Point localization data
■ ■ ■ ■ ■

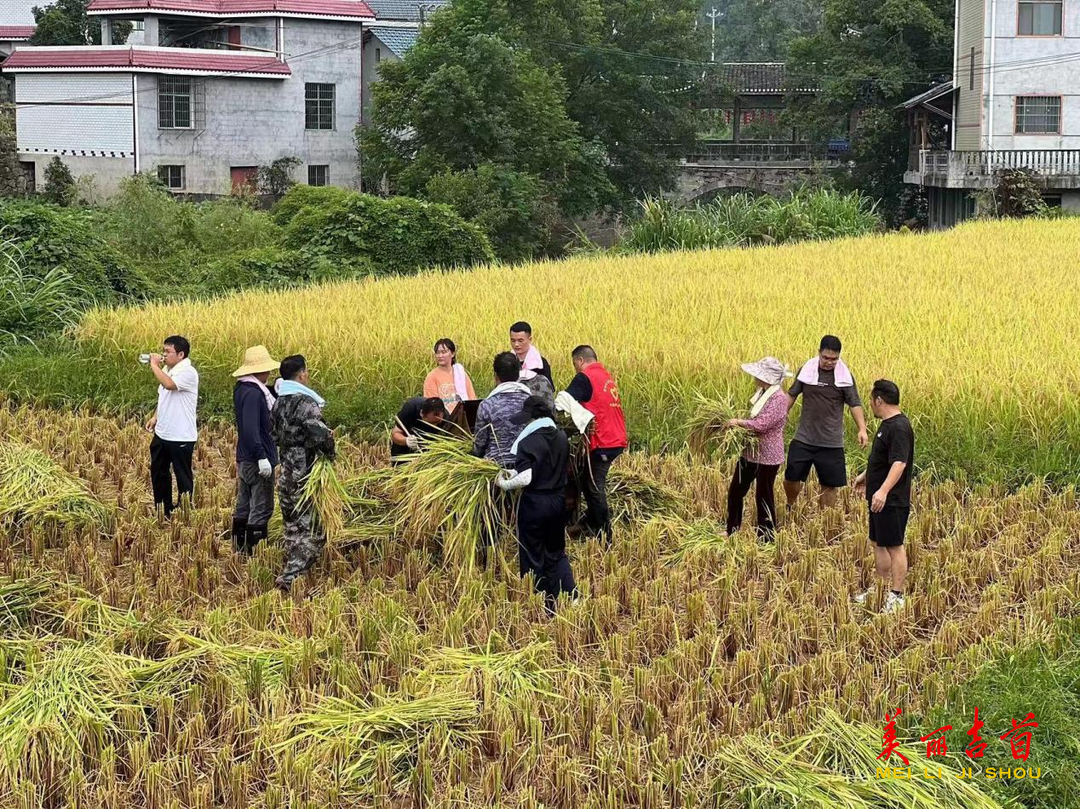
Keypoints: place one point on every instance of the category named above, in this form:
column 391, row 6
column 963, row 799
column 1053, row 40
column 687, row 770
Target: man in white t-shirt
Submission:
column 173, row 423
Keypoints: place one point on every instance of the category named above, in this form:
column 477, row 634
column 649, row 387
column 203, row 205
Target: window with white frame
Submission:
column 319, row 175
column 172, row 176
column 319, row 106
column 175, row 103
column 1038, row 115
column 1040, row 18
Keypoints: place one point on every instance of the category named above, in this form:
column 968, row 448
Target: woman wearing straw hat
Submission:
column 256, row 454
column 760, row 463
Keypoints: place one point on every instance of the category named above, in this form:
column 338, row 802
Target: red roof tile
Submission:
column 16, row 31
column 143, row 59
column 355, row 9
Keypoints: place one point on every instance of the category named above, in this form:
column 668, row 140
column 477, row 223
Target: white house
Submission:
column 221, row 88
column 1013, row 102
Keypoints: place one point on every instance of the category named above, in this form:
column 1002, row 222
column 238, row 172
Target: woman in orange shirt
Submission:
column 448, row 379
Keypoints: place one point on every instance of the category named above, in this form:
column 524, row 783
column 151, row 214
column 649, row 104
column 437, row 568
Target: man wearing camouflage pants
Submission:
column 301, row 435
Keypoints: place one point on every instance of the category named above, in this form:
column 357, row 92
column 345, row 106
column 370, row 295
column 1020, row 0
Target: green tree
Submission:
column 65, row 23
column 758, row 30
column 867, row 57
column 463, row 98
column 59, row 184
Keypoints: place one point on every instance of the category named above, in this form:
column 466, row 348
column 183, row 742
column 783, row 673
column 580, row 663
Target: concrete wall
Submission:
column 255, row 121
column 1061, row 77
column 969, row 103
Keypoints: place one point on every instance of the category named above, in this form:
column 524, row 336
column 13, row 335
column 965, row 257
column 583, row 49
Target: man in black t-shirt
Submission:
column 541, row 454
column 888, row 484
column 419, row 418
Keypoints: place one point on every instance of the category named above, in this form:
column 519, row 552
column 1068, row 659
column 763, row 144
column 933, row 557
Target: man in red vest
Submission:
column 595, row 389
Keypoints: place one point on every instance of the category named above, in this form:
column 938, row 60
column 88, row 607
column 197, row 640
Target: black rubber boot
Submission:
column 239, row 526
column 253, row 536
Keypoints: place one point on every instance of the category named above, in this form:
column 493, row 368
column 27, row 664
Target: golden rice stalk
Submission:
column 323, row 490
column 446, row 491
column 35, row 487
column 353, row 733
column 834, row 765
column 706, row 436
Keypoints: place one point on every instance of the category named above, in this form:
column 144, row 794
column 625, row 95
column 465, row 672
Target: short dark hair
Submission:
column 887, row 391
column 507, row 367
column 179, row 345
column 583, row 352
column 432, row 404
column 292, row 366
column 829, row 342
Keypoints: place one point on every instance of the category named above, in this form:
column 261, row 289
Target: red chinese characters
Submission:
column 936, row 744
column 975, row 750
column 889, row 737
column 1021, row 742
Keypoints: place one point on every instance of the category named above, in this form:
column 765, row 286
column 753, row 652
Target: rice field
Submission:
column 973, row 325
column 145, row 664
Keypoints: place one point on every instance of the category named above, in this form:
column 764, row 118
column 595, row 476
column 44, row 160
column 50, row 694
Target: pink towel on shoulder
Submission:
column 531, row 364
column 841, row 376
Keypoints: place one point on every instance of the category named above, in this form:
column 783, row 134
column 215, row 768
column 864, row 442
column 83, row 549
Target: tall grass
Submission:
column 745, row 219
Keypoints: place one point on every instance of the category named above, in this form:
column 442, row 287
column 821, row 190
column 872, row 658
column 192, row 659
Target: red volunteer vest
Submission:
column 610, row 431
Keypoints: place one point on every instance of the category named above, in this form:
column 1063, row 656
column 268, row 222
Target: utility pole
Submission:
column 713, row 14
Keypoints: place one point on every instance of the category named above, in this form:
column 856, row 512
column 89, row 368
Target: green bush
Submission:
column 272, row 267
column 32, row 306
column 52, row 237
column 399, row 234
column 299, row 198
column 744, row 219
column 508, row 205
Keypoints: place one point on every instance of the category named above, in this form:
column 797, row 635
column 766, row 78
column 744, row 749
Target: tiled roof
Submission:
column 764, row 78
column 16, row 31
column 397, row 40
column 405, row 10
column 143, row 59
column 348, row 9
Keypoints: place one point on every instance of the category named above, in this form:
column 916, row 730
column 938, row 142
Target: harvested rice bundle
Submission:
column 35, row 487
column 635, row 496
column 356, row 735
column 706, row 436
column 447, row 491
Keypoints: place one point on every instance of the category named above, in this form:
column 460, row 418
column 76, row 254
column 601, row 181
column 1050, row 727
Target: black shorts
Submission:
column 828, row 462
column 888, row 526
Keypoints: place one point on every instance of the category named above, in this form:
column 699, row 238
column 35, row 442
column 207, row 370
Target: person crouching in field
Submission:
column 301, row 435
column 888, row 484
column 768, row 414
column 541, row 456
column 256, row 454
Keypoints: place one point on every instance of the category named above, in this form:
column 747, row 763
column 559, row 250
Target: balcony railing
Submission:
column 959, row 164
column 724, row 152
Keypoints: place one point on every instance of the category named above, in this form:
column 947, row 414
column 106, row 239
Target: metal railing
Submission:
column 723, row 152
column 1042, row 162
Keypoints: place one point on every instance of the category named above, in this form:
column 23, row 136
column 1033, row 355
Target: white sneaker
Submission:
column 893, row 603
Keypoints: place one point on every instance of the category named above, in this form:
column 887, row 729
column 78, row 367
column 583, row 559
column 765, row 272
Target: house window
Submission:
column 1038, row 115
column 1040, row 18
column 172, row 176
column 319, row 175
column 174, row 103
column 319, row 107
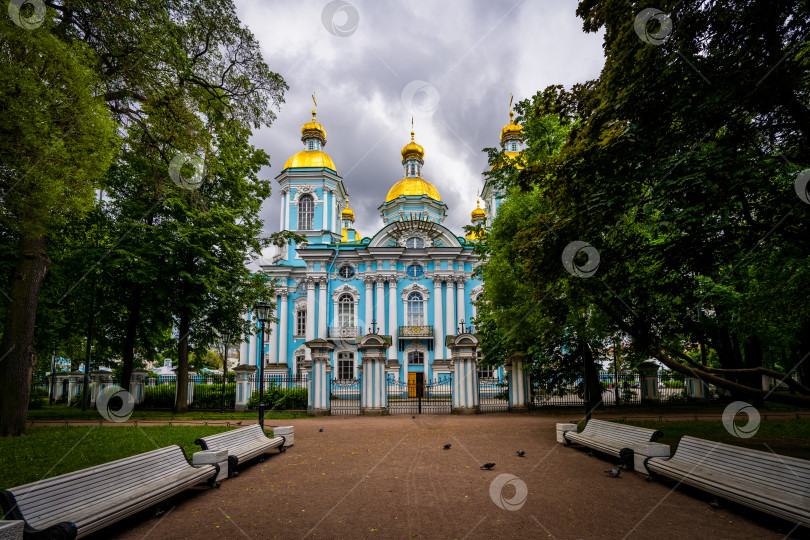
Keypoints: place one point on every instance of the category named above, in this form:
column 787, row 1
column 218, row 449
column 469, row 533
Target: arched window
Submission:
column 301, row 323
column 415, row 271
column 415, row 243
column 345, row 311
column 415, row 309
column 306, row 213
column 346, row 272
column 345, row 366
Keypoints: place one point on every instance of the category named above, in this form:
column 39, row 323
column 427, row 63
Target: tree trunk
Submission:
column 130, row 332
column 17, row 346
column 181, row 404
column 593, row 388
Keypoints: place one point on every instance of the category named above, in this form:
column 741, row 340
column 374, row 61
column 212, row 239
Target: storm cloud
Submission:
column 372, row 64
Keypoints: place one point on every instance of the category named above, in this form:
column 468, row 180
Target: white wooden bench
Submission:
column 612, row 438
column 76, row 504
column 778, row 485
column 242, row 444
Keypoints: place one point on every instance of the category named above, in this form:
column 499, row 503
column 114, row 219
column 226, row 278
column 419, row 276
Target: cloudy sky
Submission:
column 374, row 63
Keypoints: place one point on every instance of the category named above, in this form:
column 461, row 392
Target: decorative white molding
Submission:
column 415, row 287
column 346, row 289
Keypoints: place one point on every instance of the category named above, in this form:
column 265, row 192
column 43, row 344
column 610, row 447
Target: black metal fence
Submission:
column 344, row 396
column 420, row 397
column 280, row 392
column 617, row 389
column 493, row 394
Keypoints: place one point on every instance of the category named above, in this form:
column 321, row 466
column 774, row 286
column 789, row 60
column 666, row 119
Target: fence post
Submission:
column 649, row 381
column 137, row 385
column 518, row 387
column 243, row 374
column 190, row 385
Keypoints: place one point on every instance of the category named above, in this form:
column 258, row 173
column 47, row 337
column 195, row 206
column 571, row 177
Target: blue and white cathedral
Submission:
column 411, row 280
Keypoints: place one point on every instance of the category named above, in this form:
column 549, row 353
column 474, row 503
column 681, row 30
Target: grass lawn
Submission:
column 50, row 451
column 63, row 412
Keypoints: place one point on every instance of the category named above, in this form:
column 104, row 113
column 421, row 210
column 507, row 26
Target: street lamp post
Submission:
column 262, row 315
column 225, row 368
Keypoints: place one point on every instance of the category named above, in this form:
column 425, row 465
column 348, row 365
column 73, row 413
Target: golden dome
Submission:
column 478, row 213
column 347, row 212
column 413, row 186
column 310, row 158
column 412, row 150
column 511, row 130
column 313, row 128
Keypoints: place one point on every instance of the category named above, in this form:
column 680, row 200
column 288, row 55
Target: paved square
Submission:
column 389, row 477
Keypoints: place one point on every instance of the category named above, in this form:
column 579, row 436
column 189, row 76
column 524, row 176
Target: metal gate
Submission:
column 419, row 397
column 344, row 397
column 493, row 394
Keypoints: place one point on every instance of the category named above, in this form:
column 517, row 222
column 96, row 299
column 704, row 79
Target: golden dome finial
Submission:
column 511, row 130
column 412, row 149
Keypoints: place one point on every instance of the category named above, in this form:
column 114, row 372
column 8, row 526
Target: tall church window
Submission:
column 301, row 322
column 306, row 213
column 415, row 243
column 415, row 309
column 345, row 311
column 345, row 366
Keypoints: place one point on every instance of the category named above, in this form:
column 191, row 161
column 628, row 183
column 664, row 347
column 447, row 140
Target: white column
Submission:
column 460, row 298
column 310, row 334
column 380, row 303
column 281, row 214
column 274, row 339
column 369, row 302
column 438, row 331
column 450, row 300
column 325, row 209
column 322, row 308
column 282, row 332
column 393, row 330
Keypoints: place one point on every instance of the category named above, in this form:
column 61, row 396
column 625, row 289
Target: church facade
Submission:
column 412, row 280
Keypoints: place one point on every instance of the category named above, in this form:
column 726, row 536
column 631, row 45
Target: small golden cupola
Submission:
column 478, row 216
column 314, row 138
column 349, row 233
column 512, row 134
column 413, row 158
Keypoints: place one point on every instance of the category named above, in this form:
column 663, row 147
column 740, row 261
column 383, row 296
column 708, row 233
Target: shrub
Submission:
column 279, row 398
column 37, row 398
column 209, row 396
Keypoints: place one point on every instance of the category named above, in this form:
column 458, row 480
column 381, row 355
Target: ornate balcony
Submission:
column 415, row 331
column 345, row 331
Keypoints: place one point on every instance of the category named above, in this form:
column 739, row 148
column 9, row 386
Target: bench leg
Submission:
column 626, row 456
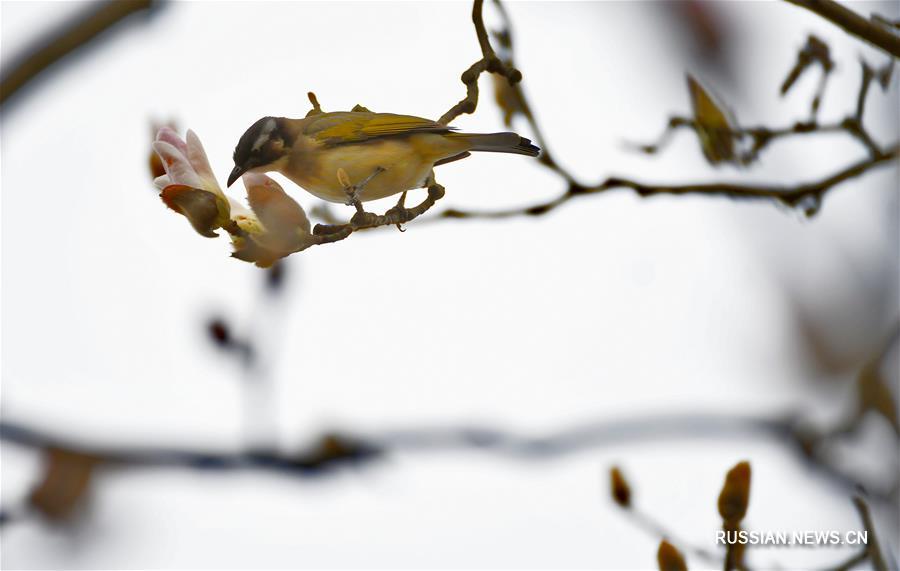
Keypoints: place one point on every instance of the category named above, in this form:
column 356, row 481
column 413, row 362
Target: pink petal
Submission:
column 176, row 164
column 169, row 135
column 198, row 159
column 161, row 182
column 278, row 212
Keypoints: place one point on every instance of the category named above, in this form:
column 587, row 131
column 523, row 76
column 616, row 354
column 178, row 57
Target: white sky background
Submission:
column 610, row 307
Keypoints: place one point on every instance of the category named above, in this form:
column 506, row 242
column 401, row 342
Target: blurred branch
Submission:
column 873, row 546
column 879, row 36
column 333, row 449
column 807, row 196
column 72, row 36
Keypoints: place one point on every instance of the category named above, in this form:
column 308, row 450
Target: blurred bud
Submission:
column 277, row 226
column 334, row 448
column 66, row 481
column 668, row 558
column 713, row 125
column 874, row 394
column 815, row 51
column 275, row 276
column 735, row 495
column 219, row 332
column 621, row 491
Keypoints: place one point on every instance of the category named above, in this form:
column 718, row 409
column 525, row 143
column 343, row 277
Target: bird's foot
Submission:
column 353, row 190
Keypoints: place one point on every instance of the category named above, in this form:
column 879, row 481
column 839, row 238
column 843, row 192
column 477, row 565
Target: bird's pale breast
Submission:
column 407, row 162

■ ■ ■ ■ ■

| Task |
Which of the lines above mention the word "tall"? Pull those lines out.

| Answer section |
Target: tall grass
Target: tall church window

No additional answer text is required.